***** Data supplied *****
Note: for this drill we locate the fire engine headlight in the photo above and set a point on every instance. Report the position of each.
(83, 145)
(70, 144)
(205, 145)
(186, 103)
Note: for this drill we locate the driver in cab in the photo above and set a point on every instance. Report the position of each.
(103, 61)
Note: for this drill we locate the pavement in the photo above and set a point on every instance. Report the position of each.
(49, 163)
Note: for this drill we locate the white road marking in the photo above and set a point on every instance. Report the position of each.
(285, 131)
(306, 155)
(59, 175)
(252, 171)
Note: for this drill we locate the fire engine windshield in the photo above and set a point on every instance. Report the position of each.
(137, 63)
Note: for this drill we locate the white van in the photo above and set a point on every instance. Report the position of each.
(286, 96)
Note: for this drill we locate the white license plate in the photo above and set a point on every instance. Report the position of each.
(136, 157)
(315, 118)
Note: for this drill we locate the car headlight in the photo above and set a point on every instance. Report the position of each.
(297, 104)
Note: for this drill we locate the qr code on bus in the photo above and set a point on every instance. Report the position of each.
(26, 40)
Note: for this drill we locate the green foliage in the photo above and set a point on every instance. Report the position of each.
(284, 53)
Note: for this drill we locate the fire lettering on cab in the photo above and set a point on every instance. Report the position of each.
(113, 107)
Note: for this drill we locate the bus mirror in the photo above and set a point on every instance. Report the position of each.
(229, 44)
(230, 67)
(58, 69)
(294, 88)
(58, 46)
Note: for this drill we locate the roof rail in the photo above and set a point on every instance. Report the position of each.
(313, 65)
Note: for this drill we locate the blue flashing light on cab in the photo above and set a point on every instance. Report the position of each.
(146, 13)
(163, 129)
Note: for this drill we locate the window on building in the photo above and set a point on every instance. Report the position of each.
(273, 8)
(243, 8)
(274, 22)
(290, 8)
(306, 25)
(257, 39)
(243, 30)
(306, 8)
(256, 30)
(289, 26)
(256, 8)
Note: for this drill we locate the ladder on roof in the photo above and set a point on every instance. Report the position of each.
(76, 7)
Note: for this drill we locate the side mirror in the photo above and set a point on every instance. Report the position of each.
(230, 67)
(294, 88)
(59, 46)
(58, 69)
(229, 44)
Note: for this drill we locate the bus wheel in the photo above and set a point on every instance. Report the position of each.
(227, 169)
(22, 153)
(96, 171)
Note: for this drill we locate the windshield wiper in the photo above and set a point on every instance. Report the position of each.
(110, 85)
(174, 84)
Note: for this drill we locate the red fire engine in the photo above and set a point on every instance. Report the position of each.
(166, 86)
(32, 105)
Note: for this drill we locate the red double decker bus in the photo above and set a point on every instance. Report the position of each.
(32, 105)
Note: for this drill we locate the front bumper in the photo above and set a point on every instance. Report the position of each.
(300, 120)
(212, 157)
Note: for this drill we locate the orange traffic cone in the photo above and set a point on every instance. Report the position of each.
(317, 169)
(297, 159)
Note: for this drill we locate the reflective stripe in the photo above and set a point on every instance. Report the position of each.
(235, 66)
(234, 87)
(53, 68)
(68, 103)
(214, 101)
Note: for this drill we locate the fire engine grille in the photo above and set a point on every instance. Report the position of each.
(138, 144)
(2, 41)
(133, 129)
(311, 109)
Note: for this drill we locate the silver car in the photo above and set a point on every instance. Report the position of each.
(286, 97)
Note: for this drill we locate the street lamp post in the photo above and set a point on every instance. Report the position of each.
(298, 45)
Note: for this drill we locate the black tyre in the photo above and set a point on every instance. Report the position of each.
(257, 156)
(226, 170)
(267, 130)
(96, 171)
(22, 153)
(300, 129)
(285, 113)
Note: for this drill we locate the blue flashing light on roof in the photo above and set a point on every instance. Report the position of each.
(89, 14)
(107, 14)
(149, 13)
*****
Stated exercise —
Rewrite all the records above, swapping each "drill" for "exercise" and leaving every other word unchanged.

Finished answer —
Note: for this exercise we locate the fire engine headlight in the photo above and set a point on every instance. Report the position of each.
(83, 145)
(70, 144)
(205, 145)
(186, 103)
Note: for this exercise we locate the driver in cab in the photo above and set a point on every instance. Report the position of each.
(103, 61)
Note: for this exercise we locate the pavement in the photo above and set a point on every instance. Report the position of each.
(49, 163)
Note: for this exercise we locate the white road marking in the photo above and set a point on every instance. Report the position of each.
(285, 131)
(306, 155)
(59, 175)
(252, 171)
Note: for this exercise we locate the fire engine windshield in the photo above and set a point on every instance. Report the position of each.
(137, 63)
Note: for this exercise we locate the white van in the photo above and set a point on every instance. Report the position of each.
(286, 96)
Note: for this exercise we locate the white license plate in the photo above and set a point on every instance. Report the position of each.
(136, 157)
(315, 118)
Note: for this exercise we locate the car headlight in the photo above and set a point on every instance. Report the position of each.
(297, 104)
Note: for this exercise we locate the qr code on bus in the photo above and set a point on every instance. Report the position of each.
(26, 40)
Note: for this exercise we locate the green foliage in the photo above and set a point on every instance. Report the position of each.
(284, 53)
Note: for this exercise we locate the fire lettering on cab in the photo above and set a point on every instance. Report the position of each.
(113, 107)
Note: for this exercise we locate the bus mirror in the photo above and set a point on every instance. Report the position of each.
(229, 44)
(230, 67)
(58, 69)
(294, 88)
(58, 46)
Note: for this exercise we locate the roof rail in the photo above and set a point on every instance. Report the position of each.
(313, 65)
Note: for this exercise we locate the blue flashing light on cab in the photo above and set a point on every instance. Report the position of each.
(146, 13)
(163, 129)
Note: for this exercise we locate the window on building in the photo above and set a point on every instance. Report the position of each.
(273, 8)
(243, 8)
(274, 22)
(290, 8)
(306, 25)
(257, 39)
(243, 30)
(306, 8)
(256, 30)
(289, 26)
(256, 8)
Note: for this exercise we locate the ladder on roof in the photo above and set a point on every instance. Report the position of each.
(76, 7)
Note: for this exercise we locate the side mirror in the photo above and set a point on every instance. Report the position of each.
(230, 67)
(294, 88)
(59, 46)
(58, 69)
(229, 44)
Note: for this exercise we locate the bus wheel in the photo above and set a point on every instance. Report the position of each.
(227, 169)
(22, 153)
(96, 171)
Note: for this exercise we locate the windshield wiper in the photo above and set a point on every instance. Report the position of each.
(110, 85)
(174, 84)
Note: for this exercise we locate the red fire engine in the photo above and set a point on every instance. Report the position of each.
(166, 86)
(32, 105)
Note: for this exercise we locate the red double decker bus in the photo above and set a point on every instance. Report the position of each.
(32, 105)
Note: for this exercise we locate the front bumper in the photo above and set a point on every instance. Report the position of each.
(300, 120)
(212, 157)
Note: for this exercise we locate the orange traffic cone in the photo above and set a point on every instance. Report the position of each.
(317, 169)
(297, 159)
Note: for this exercise we locate the reflective stripe in the photo above and set a point on every instance. Report the position of each.
(235, 66)
(234, 87)
(53, 68)
(68, 103)
(214, 101)
Note: for this exercise we locate the fire engine grille in the photo above and set a point on every instance. Report the position of each.
(138, 144)
(2, 41)
(133, 129)
(311, 109)
Note: for this exercise we locate the silver car in the photo above and set a point on every instance. Report the position of each.
(286, 97)
Note: for this exercise we locate the street lamp post in the photo above and set a point on every instance. Report the position of each.
(298, 45)
Note: for this exercise we locate the black tyre in the photo above and set a point on every instance. Report the position of each.
(257, 156)
(226, 170)
(267, 130)
(96, 171)
(22, 153)
(300, 129)
(285, 113)
Note: for this exercise we locate the blue flashing light on roof in the photo above and set a point on every instance. Report the position of each.
(89, 14)
(107, 14)
(149, 13)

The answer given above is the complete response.